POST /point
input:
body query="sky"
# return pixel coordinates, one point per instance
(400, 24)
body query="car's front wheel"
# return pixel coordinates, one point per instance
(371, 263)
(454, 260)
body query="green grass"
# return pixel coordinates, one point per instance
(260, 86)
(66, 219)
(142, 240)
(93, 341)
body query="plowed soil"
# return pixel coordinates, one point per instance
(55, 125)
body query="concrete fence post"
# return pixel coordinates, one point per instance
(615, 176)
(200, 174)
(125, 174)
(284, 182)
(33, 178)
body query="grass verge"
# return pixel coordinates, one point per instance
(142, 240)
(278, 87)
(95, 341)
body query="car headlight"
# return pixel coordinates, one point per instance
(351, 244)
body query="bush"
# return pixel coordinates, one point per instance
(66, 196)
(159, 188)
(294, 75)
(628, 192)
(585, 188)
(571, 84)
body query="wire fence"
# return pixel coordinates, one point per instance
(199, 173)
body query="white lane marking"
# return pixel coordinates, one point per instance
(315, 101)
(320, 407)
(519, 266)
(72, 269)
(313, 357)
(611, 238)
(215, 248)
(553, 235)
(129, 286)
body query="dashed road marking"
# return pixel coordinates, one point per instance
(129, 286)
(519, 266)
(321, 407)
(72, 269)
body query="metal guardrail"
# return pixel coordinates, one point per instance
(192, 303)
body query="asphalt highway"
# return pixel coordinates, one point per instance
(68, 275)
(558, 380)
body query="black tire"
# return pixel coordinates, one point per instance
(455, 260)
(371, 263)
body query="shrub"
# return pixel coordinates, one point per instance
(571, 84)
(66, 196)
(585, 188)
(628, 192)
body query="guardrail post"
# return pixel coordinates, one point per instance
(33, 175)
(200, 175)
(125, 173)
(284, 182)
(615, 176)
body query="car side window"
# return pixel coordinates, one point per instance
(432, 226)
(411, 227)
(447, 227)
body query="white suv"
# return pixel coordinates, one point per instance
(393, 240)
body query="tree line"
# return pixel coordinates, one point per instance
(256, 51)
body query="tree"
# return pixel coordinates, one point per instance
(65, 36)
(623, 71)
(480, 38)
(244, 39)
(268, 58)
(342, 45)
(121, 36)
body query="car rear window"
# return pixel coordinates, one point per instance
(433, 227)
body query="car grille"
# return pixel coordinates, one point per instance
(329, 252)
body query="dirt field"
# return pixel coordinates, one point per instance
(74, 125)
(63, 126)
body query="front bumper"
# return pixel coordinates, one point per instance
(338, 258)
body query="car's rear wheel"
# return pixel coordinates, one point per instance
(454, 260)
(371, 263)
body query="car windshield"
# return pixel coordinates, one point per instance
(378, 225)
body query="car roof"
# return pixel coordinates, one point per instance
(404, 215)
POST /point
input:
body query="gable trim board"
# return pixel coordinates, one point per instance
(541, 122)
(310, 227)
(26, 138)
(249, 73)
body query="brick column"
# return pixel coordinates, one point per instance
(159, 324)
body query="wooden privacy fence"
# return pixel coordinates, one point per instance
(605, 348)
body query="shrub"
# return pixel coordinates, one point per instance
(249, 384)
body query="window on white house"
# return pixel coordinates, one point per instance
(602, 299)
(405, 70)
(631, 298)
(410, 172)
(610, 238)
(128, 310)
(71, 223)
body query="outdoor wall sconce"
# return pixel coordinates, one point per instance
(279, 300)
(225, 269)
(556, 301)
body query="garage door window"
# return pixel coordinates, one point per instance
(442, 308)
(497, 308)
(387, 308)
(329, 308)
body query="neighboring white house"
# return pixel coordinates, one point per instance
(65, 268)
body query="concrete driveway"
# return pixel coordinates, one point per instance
────
The whole listing above is to be restated word for word.

POST /point
input:
body query="sky"
# return pixel coordinates, one point per instance
(400, 24)
body query="car's front wheel"
# return pixel coordinates, one point per instance
(371, 263)
(454, 260)
body query="green grass"
# return pixel coordinates, one point per instance
(260, 86)
(66, 219)
(142, 240)
(93, 341)
body query="plowed soil"
# return pixel coordinates, one point per instance
(55, 125)
body query="concrete fence post"
# return pixel coordinates, one point per instance
(615, 176)
(200, 174)
(125, 174)
(284, 182)
(33, 178)
body query="grass verge"
# return pixel coordinates, one point per instance
(142, 240)
(278, 87)
(95, 341)
body query="car headlight"
# return pixel coordinates, one point per instance
(351, 244)
body query="bush"
# return pixel coordinates, one point per instance
(66, 196)
(159, 188)
(294, 75)
(628, 192)
(585, 188)
(571, 84)
body query="wire fence"
# return pixel coordinates, one point per instance
(199, 173)
body query="white lane marking"
# return pixel coordinates, one point per instance
(315, 101)
(320, 407)
(519, 266)
(72, 269)
(313, 357)
(611, 238)
(215, 248)
(553, 235)
(129, 286)
body query="dashed road marking"
# return pixel coordinates, one point per instance
(129, 286)
(519, 266)
(321, 407)
(72, 269)
body query="metal guardrail"
# return pixel coordinates, one point per instance
(192, 303)
body query="asphalt highway"
# return pixel coordinates, one point per instance
(68, 275)
(558, 380)
body query="black tire"
# return pixel coordinates, one point per instance
(455, 260)
(371, 263)
body query="shrub"
# return pixel coordinates, one point per instance
(571, 84)
(66, 196)
(585, 188)
(628, 192)
body query="guardrail post"
# return pixel coordinates, one point per instance
(33, 175)
(200, 175)
(125, 173)
(284, 182)
(615, 176)
body query="car side window"
# return pixel coordinates, one point per instance
(432, 226)
(411, 227)
(447, 227)
body query="white suv"
# return pixel coordinates, one point per instance
(393, 240)
body query="tree line"
# return pixel coordinates, one point per instance
(256, 51)
body query="tree"
# return pixel coordinates, one point per instance
(65, 36)
(623, 71)
(480, 38)
(244, 39)
(268, 58)
(342, 45)
(121, 36)
body query="car rear window"
# return pixel coordinates, one point per instance
(433, 227)
body query="car grille"
# return pixel coordinates, one point per instance
(329, 252)
body query="dirt field"
# return pixel coordinates, one point per instance
(74, 125)
(63, 126)
body query="front bumper"
# return pixel coordinates, one point per instance
(338, 258)
body query="car's rear wheel"
# return pixel coordinates, one point per instance
(454, 260)
(371, 263)
body query="car windshield"
# return pixel coordinates, one point per instance
(378, 225)
body query="car roof"
# return pixel coordinates, one point per instance
(404, 215)
POST /point
input:
body query="gable trim board"
# return pixel coordinates, one point per instance
(541, 122)
(310, 227)
(26, 138)
(249, 73)
body query="brick column"
# return pixel coordinates, one point per instance
(159, 324)
body query="wooden privacy fence"
# return pixel coordinates, one point per instance
(605, 348)
body query="shrub"
# return pixel coordinates, one point per instance
(249, 384)
body query="window on white house"
# return pixel coordinates, one point per instance
(602, 299)
(405, 70)
(631, 298)
(410, 172)
(610, 238)
(128, 310)
(71, 223)
body query="outdoor wall sconce"
# return pixel coordinates, one point per instance
(279, 300)
(225, 269)
(556, 301)
body query="garage door window"
# return pixel coordinates, one point per instance
(442, 308)
(497, 308)
(387, 308)
(329, 308)
body query="neighboring white house"
# return pixel coordinates, one point per instance
(65, 268)
body query="concrete driveway"
# return pixel coordinates, one point per instance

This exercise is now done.